Futuro ministro da Fazenda acerta ao manifestar desejo de “arrumar a casa”, mas também desperta preocupação

Trouxeram certo alívio as declarações do futuro ministro da Fazenda, Fernando Haddad, em entrevista ao GLOBO. Seu principal recado: é preciso “arrumar a casa” logo no início do governo, revisando gastos e desonerações promovidos pelo governo Jair Bolsonaro que, segundo ele, resultaram num impacto fiscal equivalente a 3% do PIB. Haddad também se comprometeu a obter um resultado primário em 2023 melhor que o déficit de R$ 220 bilhões previsto no Orçamento. É um alento saber que ele reconhece a situação crítica das contas públicas e se esforçará para equilibrá-las.

Caso cumpra os compromissos, ajudará a criar confiança na política econômica do presidente eleito, Luiz Inácio Lula da Silva, abalada depois da aprovação da Proposta de Emenda Constitucional (PEC) da Transição, que acabou com a credibilidade do teto de gastos e semeou dúvidas sobre a sustentabilidade da dívida pública.

================================

- Objetivo do exercício:
Copie integralmente o trecho acima sobre as declarações de Fernando Haddad, sem mudar nenhuma palavra ou sinal.

================================

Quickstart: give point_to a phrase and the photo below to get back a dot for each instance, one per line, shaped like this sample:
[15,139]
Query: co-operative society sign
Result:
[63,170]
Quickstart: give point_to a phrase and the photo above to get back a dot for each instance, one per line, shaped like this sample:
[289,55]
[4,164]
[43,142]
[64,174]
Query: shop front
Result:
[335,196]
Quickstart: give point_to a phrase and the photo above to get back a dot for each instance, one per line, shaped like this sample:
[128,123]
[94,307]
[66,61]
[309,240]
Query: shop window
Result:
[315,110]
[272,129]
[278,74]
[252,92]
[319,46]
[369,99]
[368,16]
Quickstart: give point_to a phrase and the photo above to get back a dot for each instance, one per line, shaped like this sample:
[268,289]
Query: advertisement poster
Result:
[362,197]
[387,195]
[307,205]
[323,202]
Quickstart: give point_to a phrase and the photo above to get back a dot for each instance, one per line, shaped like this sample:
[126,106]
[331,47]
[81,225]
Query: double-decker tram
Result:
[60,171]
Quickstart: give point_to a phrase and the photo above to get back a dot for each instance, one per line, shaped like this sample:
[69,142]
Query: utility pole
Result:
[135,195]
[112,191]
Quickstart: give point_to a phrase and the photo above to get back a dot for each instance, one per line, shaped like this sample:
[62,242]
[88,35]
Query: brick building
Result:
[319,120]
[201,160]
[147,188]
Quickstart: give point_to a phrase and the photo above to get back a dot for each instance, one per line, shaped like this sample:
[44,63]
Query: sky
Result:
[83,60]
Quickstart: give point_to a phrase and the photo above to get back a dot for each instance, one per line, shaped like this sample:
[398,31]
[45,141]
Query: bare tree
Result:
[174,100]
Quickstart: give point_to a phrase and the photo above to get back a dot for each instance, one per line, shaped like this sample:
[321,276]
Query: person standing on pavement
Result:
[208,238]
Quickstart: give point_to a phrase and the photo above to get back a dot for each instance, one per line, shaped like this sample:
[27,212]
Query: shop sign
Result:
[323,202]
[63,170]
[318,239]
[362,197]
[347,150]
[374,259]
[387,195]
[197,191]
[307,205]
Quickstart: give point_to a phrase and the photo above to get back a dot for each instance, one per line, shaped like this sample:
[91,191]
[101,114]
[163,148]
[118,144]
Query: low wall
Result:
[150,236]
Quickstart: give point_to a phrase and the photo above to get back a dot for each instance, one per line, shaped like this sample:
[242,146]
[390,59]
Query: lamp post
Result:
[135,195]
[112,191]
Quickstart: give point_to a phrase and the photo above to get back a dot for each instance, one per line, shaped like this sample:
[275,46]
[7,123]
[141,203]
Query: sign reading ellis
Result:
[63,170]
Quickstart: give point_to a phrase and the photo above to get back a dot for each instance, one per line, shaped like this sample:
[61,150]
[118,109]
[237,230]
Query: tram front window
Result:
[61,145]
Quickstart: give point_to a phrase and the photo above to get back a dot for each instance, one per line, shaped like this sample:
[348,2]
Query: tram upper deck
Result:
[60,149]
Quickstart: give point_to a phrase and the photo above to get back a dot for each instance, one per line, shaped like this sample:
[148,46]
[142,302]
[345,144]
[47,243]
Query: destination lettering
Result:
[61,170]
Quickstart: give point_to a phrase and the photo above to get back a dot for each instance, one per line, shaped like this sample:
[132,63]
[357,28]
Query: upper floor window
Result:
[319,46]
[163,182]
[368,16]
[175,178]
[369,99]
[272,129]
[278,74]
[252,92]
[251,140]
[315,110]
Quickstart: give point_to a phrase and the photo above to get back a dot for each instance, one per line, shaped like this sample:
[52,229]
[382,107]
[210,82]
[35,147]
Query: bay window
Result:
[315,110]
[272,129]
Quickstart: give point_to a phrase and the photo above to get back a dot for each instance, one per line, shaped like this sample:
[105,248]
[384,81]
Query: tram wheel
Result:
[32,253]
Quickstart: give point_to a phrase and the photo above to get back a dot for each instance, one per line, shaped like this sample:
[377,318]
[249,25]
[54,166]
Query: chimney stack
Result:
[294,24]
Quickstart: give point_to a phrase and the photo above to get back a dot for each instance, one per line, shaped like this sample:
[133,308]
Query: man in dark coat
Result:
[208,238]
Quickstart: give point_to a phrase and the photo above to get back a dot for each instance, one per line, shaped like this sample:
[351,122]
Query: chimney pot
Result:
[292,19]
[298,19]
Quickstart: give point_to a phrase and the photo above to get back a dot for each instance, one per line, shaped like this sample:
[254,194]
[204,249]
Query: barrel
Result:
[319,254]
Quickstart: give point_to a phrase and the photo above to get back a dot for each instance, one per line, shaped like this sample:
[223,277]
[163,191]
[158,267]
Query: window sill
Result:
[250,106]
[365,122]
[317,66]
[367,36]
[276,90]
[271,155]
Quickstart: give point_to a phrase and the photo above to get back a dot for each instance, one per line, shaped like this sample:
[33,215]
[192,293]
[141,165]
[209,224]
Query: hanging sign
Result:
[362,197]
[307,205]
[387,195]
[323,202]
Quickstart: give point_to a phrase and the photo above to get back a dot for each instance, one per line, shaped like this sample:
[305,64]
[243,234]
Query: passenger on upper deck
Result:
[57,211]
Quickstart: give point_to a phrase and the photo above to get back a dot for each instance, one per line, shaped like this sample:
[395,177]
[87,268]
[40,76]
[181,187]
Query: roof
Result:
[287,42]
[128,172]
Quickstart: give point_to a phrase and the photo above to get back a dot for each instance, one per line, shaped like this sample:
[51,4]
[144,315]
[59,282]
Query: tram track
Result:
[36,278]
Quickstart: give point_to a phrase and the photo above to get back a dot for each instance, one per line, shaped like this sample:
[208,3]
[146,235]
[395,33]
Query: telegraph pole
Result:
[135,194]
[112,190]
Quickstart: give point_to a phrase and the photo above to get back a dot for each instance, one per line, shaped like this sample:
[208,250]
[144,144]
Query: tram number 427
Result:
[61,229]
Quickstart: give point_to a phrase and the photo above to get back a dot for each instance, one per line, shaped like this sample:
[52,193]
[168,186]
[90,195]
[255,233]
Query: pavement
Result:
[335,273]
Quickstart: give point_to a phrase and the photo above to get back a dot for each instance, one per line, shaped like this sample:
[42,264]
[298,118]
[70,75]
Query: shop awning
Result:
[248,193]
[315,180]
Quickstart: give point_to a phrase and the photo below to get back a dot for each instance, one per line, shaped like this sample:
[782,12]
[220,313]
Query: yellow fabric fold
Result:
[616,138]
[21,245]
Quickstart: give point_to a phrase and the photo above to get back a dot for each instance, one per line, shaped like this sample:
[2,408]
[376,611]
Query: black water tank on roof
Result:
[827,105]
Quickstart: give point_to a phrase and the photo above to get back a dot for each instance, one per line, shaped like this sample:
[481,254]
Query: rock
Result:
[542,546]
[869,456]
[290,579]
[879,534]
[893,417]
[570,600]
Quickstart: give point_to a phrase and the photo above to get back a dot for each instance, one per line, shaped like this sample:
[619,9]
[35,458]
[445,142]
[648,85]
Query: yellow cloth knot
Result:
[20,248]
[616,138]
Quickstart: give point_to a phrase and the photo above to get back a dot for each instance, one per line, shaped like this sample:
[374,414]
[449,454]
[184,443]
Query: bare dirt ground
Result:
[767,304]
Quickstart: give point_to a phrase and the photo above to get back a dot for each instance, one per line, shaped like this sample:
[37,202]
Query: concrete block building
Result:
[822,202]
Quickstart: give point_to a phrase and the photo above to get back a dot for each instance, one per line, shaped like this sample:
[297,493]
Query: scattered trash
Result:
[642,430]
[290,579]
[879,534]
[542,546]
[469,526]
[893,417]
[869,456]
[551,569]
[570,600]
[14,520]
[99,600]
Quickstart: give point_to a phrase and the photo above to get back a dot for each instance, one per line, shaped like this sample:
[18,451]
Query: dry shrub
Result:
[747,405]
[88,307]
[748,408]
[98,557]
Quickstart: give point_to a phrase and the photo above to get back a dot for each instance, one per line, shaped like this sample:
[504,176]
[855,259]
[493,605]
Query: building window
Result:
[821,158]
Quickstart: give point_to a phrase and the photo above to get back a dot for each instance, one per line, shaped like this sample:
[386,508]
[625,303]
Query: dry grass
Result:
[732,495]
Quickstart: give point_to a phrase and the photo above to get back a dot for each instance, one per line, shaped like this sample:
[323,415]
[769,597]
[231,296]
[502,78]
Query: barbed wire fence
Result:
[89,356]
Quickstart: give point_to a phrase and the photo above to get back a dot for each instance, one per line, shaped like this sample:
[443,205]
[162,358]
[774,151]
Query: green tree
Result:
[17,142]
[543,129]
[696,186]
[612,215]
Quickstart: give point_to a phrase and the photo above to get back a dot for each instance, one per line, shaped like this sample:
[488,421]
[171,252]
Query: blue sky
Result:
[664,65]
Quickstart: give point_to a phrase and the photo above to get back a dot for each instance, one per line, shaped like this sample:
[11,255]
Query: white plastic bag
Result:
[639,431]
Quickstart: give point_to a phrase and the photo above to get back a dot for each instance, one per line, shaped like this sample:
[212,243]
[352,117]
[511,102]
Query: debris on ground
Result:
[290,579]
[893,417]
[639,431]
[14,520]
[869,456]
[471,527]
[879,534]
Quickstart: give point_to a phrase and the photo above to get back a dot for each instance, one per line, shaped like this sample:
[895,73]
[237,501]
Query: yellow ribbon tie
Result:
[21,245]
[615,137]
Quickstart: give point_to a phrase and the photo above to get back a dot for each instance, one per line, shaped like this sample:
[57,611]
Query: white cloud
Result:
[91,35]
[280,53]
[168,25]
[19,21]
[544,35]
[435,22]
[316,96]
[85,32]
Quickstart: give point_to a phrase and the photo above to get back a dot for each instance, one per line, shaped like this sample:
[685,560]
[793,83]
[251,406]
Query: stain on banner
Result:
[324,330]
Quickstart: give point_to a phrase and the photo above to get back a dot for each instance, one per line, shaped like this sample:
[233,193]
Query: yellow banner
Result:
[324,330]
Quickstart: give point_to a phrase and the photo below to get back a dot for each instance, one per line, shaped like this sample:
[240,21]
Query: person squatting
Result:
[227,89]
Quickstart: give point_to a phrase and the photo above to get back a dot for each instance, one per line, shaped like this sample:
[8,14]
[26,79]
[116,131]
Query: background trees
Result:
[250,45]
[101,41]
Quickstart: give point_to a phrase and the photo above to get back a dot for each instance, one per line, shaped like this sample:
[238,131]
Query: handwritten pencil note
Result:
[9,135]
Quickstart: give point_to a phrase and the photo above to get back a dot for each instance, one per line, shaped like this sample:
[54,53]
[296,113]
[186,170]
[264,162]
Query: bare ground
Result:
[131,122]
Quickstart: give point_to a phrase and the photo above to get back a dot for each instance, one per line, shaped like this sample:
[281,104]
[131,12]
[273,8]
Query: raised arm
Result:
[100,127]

================================

- Resultado do exercício:
Futuro ministro da Fazenda acerta ao manifestar desejo de “arrumar a casa”, mas também desperta preocupação

Trouxeram certo alívio as declarações do futuro ministro da Fazenda, Fernando Haddad, em entrevista ao GLOBO. Seu principal recado: é preciso “arrumar a casa” logo no início do governo, revisando gastos e desonerações promovidos pelo governo Jair Bolsonaro que, segundo ele, resultaram num impacto fiscal equivalente a 3% do PIB. Haddad também se comprometeu a obter um resultado primário em 2023 melhor que o déficit de R$ 220 bilhões previsto no Orçamento. É um alento saber que ele reconhece a situação crítica das contas públicas e se esforçará para equilibrá-las.

Caso cumpra os compromissos, ajudará a criar confiança na política econômica do presidente eleito, Luiz Inácio Lula da Silva, abalada depois da aprovação da Proposta de Emenda Constitucional (PEC) da Transição, que acabou com a credibilidade do teto de gastos e semeou dúvidas sobre a sustentabilidade da dívida pública.